Tasks:
1. Quote the stretch from "A friend recently" through "I find them?" in the thread about toilet shredders, word for word.
2. Extend the thread about toilet shredders, picking up right after its final line.

Supplied text:
Toilet Shredder
May 7, 2010 7:23 PM   Subscribe

Toilet poop shredders - my friend is convinced they exist but I have never heard of them. Is there really such a thing?

A friend recently mentioned toilet shredders that chop waste to make it pass through the pipes easily. Does such a thing really exist inside the pipe or the toilet? Google search of "toilet shredder" failed. Has anyone heard of such a thing before? If they do exist, where can I find them?
posted by Danniman to Home & Garden (8 answers total) 1 user marked this as a favorite
Best answer: They're called macerating toilets.
"instead of draining the flushed water down into the floor, the system transports it through a pump contained in a small box, typically located behind the toilet and against the wall. Much like a garbage disposal, the system uses a spinning “macerating” blade that liquefies the solid waste. The liquid waste is then forced through the discharge pipes by the pressure of the pump."
posted by drlith at 7:29 PM on May 7, 2010 [1 favorite]

Yes. Try macerator or ejector pump.
posted by gjc at 7:29 PM on May 7, 2010

Yes. Very popular in basement bathrooms.

Data lines:
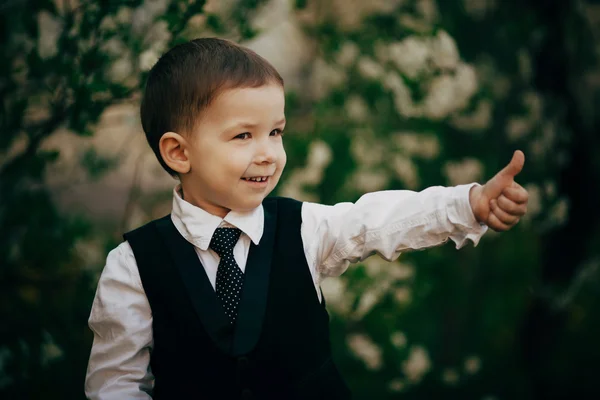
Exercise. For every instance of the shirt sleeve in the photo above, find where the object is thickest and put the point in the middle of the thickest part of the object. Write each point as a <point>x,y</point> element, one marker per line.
<point>121,320</point>
<point>386,223</point>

Expected outputs:
1.
A friend recently mentioned toilet shredders that chop waste to make it pass through the pipes easily. Does such a thing really exist inside the pipe or the toilet? Google search of "toilet shredder" failed. Has anyone heard of such a thing before? If they do exist, where can I find them?

2.
posted by jdfan at 8:12 PM on May 7, 2010

If you've seen a toilet in a basement / cellar with a sign on asking you not to flush sanitary products, that's probably got the shredding system you're talking about. They are easily jammed by anything unexpected.
posted by emilyw at 1:53 AM on May 8, 2010

I just saw one of these for the first time in my life yesterday! Well, it wasn't as exciting as the exclamation point indicates. But they do indeed exist.
posted by number9dream at 3:38 AM on May 8, 2010

Yeah, if you've ever used a toilet that moos loudly after flushing, then you've used a macerator. They're the domesticated version of a Muffin Monster.
posted by scruss at 7:02 AM on May 8, 2010

These are not uncommon in Paris apartments. They allow a toilet to be installed where a sewer pipe wide enough for solids can't be installed; you just a narrow pipe carrying liquids. They're called "sanibroyeur", "broyeur" connotes grinding or crushing, like a mill. Personally I think of them as a "moulin à merde", but I just made that up.

I'm not sure where you'd find one in North America. If you're thinking of installing one, know that they're noisy and require electricity. They also are a complete mess if they get clogged by, say, a tampon.
posted by Nelson at 7:23 AM on May 8, 2010

They are also very common on boats.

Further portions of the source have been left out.